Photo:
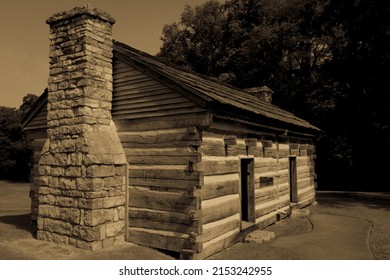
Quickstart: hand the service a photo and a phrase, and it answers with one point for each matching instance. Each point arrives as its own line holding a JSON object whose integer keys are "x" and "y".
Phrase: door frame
{"x": 247, "y": 191}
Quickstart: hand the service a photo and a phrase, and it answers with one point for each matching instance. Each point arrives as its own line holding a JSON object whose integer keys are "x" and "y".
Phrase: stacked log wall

★ ★ ★ ★ ★

» TASK BRIEF: Rewrite each line of the items above as a Markdown table with two columns, Row and Text, numbering the rows and skipping any blank lines. Leave the pictures out.

» CORRECT RESPONSE:
| Row | Text |
|---|---|
| 1 | Photo: |
| 2 | Quickstart: hand the service a photo and a phrase, and it answers with one point for each matching instance. Each point arrives as its own line holding a JSON object whose integer keys are "x" and "y". |
| 3 | Phrase: door frame |
| 4 | {"x": 247, "y": 191} |
| 5 | Quickstart: hand the service a photo and a phrase, and it answers with one point for each matching instance. Each point arrives as its own line holding a JSON object whose integer keys are "x" and "y". |
| 6 | Phrase: stacked log wall |